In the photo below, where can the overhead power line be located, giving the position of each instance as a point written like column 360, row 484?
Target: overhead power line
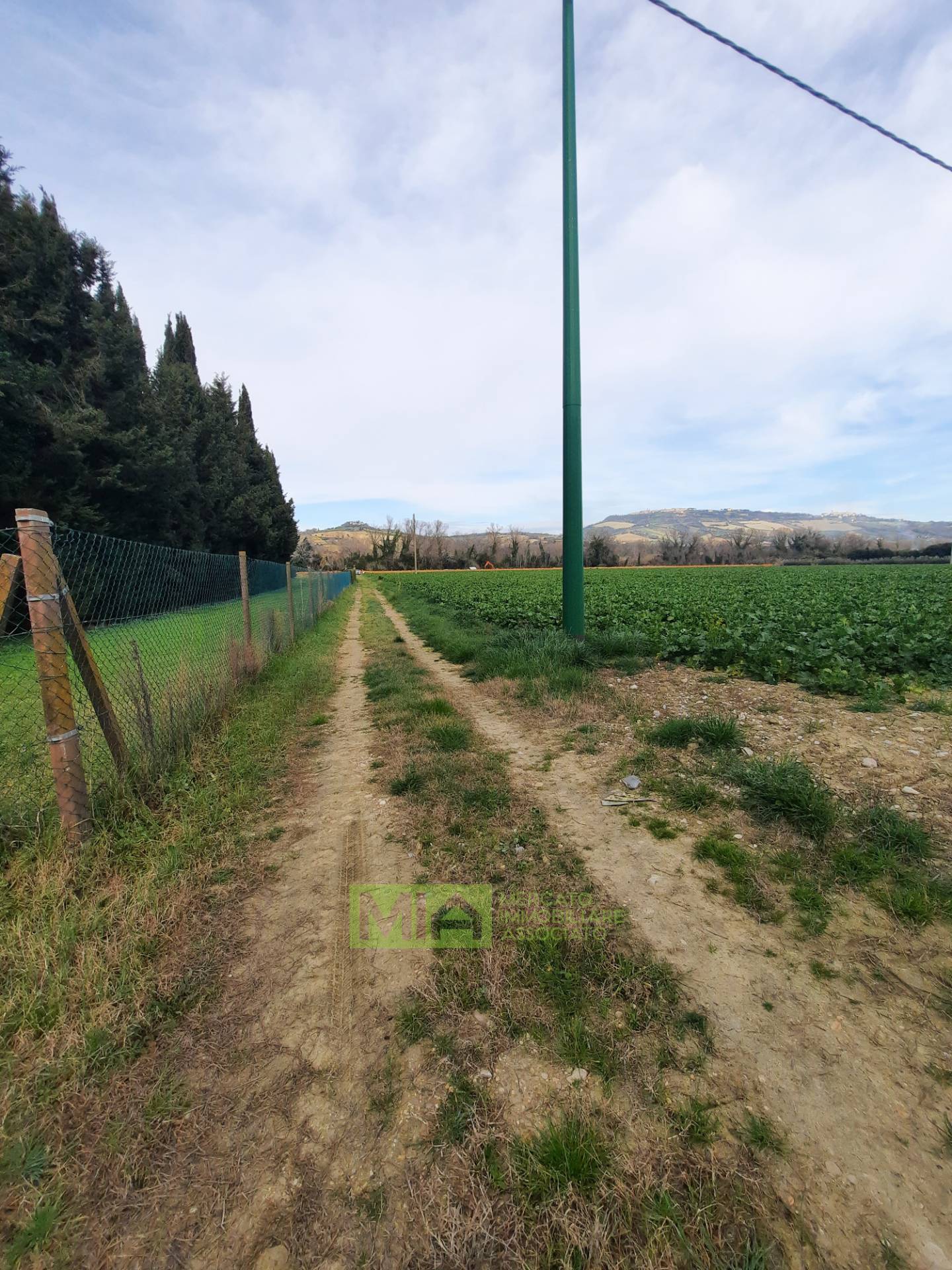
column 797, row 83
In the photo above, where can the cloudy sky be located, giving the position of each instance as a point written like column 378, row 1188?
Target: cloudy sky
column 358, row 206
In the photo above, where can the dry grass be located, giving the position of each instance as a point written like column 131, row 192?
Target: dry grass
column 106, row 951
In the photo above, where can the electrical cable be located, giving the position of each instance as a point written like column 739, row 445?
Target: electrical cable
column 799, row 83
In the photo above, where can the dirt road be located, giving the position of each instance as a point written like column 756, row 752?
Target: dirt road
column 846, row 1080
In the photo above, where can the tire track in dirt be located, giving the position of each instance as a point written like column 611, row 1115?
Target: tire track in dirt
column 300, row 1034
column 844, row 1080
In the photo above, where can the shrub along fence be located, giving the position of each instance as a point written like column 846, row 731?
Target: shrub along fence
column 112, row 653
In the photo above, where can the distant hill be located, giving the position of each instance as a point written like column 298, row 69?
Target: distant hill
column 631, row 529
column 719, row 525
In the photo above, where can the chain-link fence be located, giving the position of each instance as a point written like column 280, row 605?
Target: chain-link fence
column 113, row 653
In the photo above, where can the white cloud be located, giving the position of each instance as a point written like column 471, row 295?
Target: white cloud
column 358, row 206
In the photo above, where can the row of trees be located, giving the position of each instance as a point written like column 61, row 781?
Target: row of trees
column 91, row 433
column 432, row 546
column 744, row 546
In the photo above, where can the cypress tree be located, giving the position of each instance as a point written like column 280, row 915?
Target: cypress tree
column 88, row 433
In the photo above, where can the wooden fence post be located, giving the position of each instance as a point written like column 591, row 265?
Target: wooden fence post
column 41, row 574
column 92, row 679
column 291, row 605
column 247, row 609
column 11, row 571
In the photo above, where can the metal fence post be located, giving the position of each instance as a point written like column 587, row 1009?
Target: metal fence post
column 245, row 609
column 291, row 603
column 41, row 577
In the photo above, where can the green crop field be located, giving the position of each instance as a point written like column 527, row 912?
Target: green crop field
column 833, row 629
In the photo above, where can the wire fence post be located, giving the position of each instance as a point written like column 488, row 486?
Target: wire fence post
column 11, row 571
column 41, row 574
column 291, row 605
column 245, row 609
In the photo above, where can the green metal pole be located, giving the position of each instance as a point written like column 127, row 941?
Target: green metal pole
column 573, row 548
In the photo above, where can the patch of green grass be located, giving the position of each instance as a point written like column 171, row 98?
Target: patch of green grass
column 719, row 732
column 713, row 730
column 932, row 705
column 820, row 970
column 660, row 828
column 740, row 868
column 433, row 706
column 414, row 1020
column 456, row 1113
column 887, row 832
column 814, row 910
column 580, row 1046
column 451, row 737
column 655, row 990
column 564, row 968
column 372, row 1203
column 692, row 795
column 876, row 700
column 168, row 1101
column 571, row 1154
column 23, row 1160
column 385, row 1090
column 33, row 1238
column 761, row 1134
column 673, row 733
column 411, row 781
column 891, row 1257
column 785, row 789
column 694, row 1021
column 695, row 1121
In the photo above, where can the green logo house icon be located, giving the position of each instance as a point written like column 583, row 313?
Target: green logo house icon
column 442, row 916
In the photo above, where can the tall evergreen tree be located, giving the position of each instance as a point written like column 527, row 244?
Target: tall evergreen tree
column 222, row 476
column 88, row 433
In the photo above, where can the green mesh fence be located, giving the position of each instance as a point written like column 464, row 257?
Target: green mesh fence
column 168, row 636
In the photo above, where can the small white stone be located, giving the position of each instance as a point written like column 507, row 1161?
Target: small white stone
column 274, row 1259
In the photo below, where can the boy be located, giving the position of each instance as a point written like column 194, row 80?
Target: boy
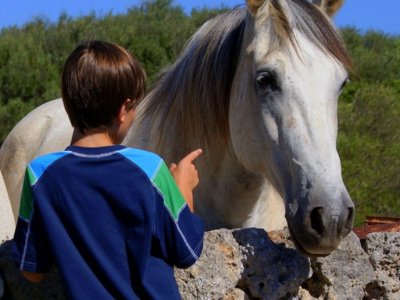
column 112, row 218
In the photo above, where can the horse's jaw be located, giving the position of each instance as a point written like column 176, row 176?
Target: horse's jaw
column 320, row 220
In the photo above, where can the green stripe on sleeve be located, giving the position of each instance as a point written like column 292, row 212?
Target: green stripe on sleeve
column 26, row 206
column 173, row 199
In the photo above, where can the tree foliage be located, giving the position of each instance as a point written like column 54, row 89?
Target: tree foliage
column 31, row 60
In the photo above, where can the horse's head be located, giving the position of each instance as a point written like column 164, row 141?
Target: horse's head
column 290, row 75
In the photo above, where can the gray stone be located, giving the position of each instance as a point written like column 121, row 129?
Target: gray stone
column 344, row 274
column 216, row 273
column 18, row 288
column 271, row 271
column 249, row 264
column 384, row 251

**What this task involves**
Rewrite all of the data above with every "photo" changed to "image" and nothing else altered. Omit the pictures from your answer.

**Answer to this task**
In the image below, where can the overhead power line be located, giving the position of each instance as a point written like column 360, row 484?
Target: overhead power line
column 797, row 83
In the image above, where can the cloudy sky be located, giving the position of each instance as a point written like column 378, row 1188?
Target: cloudy sky
column 358, row 206
In the image above, where can the dry grass be located, giving the position of each instance as a point written like column 131, row 192?
Target: dry grass
column 106, row 951
In the image above, where can the electrical cable be located, giving the position of each instance as a point written like column 739, row 445?
Target: electrical cable
column 799, row 83
In the image above, where can the dirt road be located, giving the position of each instance as a point written like column 756, row 752?
Target: dirt road
column 846, row 1080
In the image above, where can the tire track in dirt be located, giving the position of each instance as a point written like column 611, row 1115?
Target: tire track in dirt
column 300, row 1034
column 844, row 1080
In the image above, where can the shrub along fence be located, giving the position of each instance as a point written like column 846, row 731?
Target: shrub along fence
column 112, row 653
In the image above, where can the distant hill be located, giving the position of each instance as a point written like column 298, row 69?
Target: distant hill
column 631, row 529
column 719, row 525
In the image above, where can the chain-link fence be located, giving the position of each instance as a point written like column 280, row 605?
Target: chain-link fence
column 113, row 653
In the image above, where can the white cloud be located, giving the position of each instance as a point written like column 471, row 295?
Target: white cloud
column 358, row 206
In the image above, where can the row of trees be located, giving the position of each instance as a point written like column 61, row 781?
Target: row of trees
column 91, row 433
column 432, row 546
column 744, row 546
In the image above, where can the cypress tree be located, giving the position of each instance as a point written like column 280, row 915?
Target: cypress tree
column 88, row 433
In the image above, where can the wooden fence post be located, giving the position of each instance as a point written like column 591, row 265?
Target: wooden fence post
column 41, row 574
column 92, row 679
column 291, row 605
column 247, row 609
column 11, row 571
In the image above, where can the metal fence post be located, giving the position of each instance as a point written like column 587, row 1009?
Target: metal fence post
column 245, row 609
column 291, row 603
column 41, row 577
In the image above, where can the green crop field be located, giving the position of each instance as a point written like column 527, row 912?
Target: green crop field
column 833, row 629
In the image above, where can the wire fence post be located, giving the position of each instance as a point written like column 488, row 486?
Target: wire fence post
column 11, row 571
column 41, row 574
column 291, row 605
column 245, row 609
In the image above, where can the green metal pole be located, giving the position of each instance as a point written like column 127, row 941?
Target: green metal pole
column 573, row 548
In the image above, where can the patch of green grass be located, giving the position of each instance as a point written like column 171, row 98?
Target: patch of green grass
column 719, row 732
column 713, row 730
column 932, row 705
column 820, row 970
column 660, row 828
column 740, row 868
column 433, row 706
column 414, row 1020
column 456, row 1113
column 887, row 832
column 814, row 910
column 580, row 1046
column 451, row 737
column 655, row 990
column 564, row 968
column 372, row 1203
column 692, row 795
column 876, row 700
column 168, row 1101
column 571, row 1154
column 23, row 1160
column 385, row 1090
column 33, row 1238
column 761, row 1134
column 673, row 733
column 411, row 781
column 891, row 1257
column 785, row 789
column 694, row 1021
column 695, row 1121
In the image above, where can the green logo house icon be located, giving the position of each instance as a point written like column 583, row 313?
Target: green logo house icon
column 442, row 916
In the image above, where can the tall evergreen tree be located, giving the position of each instance as a point written like column 527, row 244?
Target: tall evergreen tree
column 222, row 476
column 88, row 433
In the image above, where can the green mesh fence be located, giving the position of each instance as a point written like column 464, row 257?
Target: green mesh fence
column 168, row 636
In the image above, where can the small white stone be located, giving the position of each instance as a point written like column 507, row 1161?
Target: small white stone
column 274, row 1259
In the image below, where can the boy be located, giving the position of each instance as a point written like column 194, row 80?
Target: boy
column 112, row 218
In the image above, where can the horse's jaw be located, giving the position of each instance as a point written like column 176, row 176?
Target: horse's jaw
column 320, row 220
In the image above, where can the green stripe on sleeve be located, giving the position of each instance as a point written like column 292, row 212?
Target: green stripe on sleeve
column 26, row 206
column 173, row 199
In the image above, where can the tree foliage be located, giving the position of each instance as a point written like column 54, row 89?
Target: tree foliage
column 31, row 60
In the image above, where can the horse's head be located, giving the position of each instance as a point written like column 164, row 141?
Target: horse's head
column 290, row 75
In the image above, where can the gray stone be located, giving the position of each instance as a point written like column 121, row 129?
Target: gray stone
column 344, row 274
column 216, row 273
column 18, row 288
column 271, row 271
column 249, row 264
column 384, row 251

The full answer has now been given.